Set problem >>
From the article on campus dining below, extract everything from "Boston University and" down to "locally grown menus.", word for word.

Extracted text >>
Food for thought
Sophisticated dining habits spur local universities to offer cooked-to-order meals to lure prospective students.
![]() Xiaoting Yu (left) and Elena Lau prepared vegetarian meals at Boston University on a Mongolian grill at Warren Towers dining hall recently. (John Bohn/ Globe Staff) |
Mark Marchant loves the cooked-to-order Asian stir-fry, burritos, and most of all, the mushroom and cheddar omelet s that beckon him to breakfast after just five hours of sleep. Every day, he eats at least twice in the establishment that caters to all his culinary desires -- the dining hall in his Boston University dormitory.
"I love my mom, I love her cooking, but it just wasn't, 'oh, I can't wait,' the way I feel here," said the 19-year-old freshman from Florida, of the dining hall in Warren Towers on Commonwealth Avenue.
Boston University and other local universities are at the forefront of a revolution in campus food across the country. Their dining hall chefs are making food to order, a logistical accomplishment when catering to the individual tastes of thousands of customers a day. Forget mystery meat and soggy pasta. The students pick from a variety of gourmet, ethnic, and locally grown menus.

Listed entries >>
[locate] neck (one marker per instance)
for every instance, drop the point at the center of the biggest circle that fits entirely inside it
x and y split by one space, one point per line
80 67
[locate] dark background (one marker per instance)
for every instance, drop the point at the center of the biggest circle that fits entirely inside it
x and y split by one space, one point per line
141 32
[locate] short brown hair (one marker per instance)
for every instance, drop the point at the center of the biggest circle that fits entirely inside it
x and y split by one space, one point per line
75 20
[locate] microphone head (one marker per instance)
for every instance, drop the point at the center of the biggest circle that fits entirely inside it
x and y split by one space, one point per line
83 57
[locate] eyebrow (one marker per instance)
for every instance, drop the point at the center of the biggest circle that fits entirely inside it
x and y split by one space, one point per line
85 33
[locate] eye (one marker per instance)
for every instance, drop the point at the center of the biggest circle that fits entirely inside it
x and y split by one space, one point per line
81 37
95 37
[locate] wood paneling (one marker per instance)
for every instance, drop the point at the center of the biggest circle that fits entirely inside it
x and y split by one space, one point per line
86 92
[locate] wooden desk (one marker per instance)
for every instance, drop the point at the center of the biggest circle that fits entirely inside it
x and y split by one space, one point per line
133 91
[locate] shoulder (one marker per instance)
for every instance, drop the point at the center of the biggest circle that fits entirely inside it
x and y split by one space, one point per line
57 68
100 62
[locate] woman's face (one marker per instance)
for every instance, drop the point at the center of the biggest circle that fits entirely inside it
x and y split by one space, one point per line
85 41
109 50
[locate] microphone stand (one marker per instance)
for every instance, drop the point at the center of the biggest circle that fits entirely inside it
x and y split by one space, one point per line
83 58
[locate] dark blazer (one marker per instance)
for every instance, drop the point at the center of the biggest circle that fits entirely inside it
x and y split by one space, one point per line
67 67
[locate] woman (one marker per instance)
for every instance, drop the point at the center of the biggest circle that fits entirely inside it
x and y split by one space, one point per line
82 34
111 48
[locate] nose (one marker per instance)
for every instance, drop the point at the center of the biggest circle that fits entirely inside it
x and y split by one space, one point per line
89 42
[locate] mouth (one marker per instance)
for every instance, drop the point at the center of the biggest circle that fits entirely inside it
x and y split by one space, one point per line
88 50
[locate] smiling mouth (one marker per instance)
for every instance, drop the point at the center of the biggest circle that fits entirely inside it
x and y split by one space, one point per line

Response to this task >>
Boston University and other local universities are at the forefront of a revolution in campus food across the country. Their dining hall chefs are making food to order, a logistical accomplishment when catering to the individual tastes of thousands of customers a day. Forget mystery meat and soggy pasta. The students pick from a variety of gourmet, ethnic, and locally grown menus.